> Aufgabe:
Schreib aus dem Lesetext zu Kanal X die Stelle von „Beiträge für eigene Sendungen“ bis einschließlich „unterschiedlicher Ästhetik gespiegelt.“ wortgetreu heraus.
------ Lesetext
Kanal X - Straßenumfragen

In den Jahren 1990/91 entstanden viele Interviews mit Passantinnen und Passanten auf der Straße, die Kanal X für eigene Fernsehbeiträge aufnahm. Sie vermitteln ein authentisches Bild der ostdeutschen Befindlichkeit. Die Fragestellungen kreisen dabei um das Konsum- und Kaufverhalten im Zusammenhang mit der Währungsunion zum 1. Juli 1990, den Stand der deutschen Einheit oder Themen des Umgangs mit der DDR-Geschichte.

Sendebetrieb

Kanal X - Sendebetrieb

Insgesamt ging Kanal X 6mal auf Sendung. Die Sendungen dauerten jeweils ca. 2 Stunden. Die erste vom 17.3.1990 ist nicht erhalten geblieben. Aus finanziellen Gründen mussten Kassetten mehrmals verwendet und überspielt werden. So auch die Prämiere. Insgesamt sind zwei Sendungen, die vom Oktober und vom Dezember 1990, vollständig erhalten. Die hier z.T. gekürzten Filme geben einen Einblick in das sehr unkonventionelle Fernseh- und Videoexperiment.

Beiträge für eigene Sendungen

Kanal X - Beiträge für eigene Sendung

Neben Fremdproduktionen strahlte Kanal X in den Sendungen 1990/91 viele eigene Beiträge aus. Diese sind sowohl als kurze Reportagen angelegt, aber auch entsprechend dem Selbstverständnis als Video-Collagen mit Musik, historischen Filmausschnitten und Effekten der Bildverfremdung. In den Berichten werden die Probleme der Transformation auf kommunaler Ebene in ganz unterschiedlicher Ästhetik gespiegelt.

Interviews

Kanal X - Interviews

Neben den spontanen Befragungen auf der Straße gibt es eine Vielzahl von Interviews. Viele finden sich nicht in Beiträgen oder Reportagen wider. Ausführliche Interviews sind für die Reportagen „Merkur im neuen Gewand“, „Kohle machen um jeden Preis“ und „… früher waren wir gut genug“ gemacht worden. Darin kommen das individuelle Mühen und der Optimismus, sich in der neuen Zeit behaupten zu können, zum Ausdruck.
------------
------ Auflistung
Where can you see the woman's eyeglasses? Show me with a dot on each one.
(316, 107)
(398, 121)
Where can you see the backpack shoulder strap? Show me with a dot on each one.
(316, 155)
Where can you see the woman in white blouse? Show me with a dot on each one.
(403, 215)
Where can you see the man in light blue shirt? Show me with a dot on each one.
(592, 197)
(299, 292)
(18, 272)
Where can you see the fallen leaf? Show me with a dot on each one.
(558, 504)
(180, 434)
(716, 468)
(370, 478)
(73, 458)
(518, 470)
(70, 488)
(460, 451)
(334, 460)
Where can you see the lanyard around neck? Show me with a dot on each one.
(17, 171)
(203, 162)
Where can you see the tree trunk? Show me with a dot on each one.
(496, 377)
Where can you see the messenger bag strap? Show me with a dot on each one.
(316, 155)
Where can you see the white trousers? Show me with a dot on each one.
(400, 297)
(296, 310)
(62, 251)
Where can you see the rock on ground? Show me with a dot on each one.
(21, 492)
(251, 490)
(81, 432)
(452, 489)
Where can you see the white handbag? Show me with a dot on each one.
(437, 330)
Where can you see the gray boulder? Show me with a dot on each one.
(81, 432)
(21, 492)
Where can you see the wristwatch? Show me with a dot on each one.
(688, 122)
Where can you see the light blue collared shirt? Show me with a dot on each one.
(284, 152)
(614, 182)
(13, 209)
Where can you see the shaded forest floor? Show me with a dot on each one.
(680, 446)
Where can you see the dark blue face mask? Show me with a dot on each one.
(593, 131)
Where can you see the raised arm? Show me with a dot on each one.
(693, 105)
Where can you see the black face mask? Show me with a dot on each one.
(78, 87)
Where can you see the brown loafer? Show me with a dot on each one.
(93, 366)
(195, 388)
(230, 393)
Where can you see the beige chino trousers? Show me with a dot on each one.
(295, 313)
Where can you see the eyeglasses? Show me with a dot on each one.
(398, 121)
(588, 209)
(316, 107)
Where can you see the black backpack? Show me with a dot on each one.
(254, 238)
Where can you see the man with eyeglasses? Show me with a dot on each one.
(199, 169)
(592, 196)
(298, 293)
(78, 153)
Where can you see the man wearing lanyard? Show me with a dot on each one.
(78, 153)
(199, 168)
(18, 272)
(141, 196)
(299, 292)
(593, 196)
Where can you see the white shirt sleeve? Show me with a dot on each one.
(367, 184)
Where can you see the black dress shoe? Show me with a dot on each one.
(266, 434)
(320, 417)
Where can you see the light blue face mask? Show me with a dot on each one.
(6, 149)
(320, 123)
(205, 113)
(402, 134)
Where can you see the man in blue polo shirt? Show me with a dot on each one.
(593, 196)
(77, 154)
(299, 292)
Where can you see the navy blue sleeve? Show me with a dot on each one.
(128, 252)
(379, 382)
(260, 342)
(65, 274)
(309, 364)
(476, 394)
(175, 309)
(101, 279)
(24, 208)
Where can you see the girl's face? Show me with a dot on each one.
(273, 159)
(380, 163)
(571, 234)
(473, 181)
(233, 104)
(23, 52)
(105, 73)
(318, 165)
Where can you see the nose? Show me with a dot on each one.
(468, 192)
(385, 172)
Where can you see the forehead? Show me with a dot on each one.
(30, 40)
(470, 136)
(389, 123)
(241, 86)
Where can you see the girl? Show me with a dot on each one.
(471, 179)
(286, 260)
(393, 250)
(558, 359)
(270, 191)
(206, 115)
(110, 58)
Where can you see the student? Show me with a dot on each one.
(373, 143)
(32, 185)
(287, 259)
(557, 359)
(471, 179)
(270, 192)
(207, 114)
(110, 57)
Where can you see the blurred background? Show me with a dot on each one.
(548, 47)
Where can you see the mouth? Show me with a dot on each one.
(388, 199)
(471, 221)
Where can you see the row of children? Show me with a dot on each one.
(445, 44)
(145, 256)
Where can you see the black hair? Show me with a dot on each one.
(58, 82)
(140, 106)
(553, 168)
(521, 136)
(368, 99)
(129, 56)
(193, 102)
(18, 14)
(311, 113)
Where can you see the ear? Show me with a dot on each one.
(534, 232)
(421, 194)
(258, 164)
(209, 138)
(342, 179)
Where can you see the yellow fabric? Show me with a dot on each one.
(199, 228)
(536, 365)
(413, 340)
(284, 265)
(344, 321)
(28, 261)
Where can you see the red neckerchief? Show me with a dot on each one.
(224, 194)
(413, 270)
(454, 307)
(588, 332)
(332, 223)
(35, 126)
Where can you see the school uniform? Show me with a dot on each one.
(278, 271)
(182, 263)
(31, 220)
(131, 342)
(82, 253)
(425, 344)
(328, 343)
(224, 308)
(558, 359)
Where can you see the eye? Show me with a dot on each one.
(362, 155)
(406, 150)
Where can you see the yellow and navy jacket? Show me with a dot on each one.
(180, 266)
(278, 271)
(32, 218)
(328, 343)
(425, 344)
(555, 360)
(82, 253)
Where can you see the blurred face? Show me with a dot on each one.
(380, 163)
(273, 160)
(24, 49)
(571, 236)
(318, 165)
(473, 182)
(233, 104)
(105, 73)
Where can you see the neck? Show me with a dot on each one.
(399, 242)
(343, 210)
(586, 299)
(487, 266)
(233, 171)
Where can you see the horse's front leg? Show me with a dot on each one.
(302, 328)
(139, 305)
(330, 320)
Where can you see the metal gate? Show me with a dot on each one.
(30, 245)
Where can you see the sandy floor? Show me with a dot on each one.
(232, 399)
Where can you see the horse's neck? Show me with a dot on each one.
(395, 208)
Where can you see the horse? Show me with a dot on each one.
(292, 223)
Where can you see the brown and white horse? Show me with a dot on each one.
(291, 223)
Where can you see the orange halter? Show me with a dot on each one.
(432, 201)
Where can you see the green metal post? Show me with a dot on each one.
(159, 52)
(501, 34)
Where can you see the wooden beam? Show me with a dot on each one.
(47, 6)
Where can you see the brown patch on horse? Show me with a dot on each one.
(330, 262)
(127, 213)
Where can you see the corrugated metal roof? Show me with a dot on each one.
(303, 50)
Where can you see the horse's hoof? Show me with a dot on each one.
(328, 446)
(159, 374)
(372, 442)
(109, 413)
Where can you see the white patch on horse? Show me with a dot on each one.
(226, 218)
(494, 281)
------------
> Lösung:
Beiträge für eigene Sendungen

Kanal X - Beiträge für eigene Sendung

Neben Fremdproduktionen strahlte Kanal X in den Sendungen 1990/91 viele eigene Beiträge aus. Diese sind sowohl als kurze Reportagen angelegt, aber auch entsprechend dem Selbstverständnis als Video-Collagen mit Musik, historischen Filmausschnitten und Effekten der Bildverfremdung. In den Berichten werden die Probleme der Transformation auf kommunaler Ebene in ganz unterschiedlicher Ästhetik gespiegelt.